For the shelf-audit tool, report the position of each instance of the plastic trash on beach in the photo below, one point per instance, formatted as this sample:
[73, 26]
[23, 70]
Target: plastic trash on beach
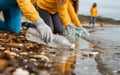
[58, 41]
[20, 71]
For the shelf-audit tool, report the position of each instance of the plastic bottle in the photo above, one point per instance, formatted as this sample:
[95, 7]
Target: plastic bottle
[20, 71]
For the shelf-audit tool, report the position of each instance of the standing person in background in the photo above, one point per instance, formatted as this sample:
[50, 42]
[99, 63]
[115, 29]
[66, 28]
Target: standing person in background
[93, 14]
[12, 17]
[75, 4]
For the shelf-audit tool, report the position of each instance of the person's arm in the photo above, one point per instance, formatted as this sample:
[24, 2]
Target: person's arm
[73, 15]
[63, 13]
[28, 9]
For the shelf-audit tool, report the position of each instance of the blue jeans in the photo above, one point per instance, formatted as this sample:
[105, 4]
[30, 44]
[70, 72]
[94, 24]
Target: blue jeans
[92, 20]
[12, 16]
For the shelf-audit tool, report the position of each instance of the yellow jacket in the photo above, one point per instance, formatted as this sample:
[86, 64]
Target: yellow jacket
[28, 9]
[73, 14]
[65, 11]
[93, 12]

## Written task
Rename "shelf-audit tool" to "labeling tool" everywhere in the lines above and write the lines out again with nothing else changed. Leave the pictures out.

## Task output
For the labeling tool, report the position of each instance of the plastic trash on beach in the photo below, one point per instance, formatted as this sample:
[73, 26]
[23, 70]
Target: plastic trash on beach
[58, 41]
[20, 71]
For the labeling tool, report the position of each instance of the plastic bottle in the photo above, one point per instance, formatted as this sample:
[95, 7]
Target: plastic bottle
[20, 71]
For the labeling tool, report the position of each instance of the standing person in background in the photo above, one point per instance, formatted as this sample:
[50, 42]
[99, 63]
[115, 29]
[66, 28]
Target: standing person in background
[93, 14]
[12, 17]
[75, 4]
For the labeling tool, report the position of each instance of the person's arm in the photo above, one point per instance, formatted as this sample:
[24, 2]
Target: person's arm
[73, 15]
[63, 13]
[28, 9]
For the labeling tool, report the position of each instance of the blue jeans in the photo above, one point per instance, formatted as this sample:
[105, 4]
[30, 44]
[70, 72]
[94, 24]
Target: blue jeans
[92, 20]
[12, 16]
For the labeling tool, report the position of each instance of the yellow jacket in the photo above, one point per instance, formatted as this sample:
[86, 64]
Target: yellow jacket
[28, 9]
[73, 14]
[65, 11]
[93, 12]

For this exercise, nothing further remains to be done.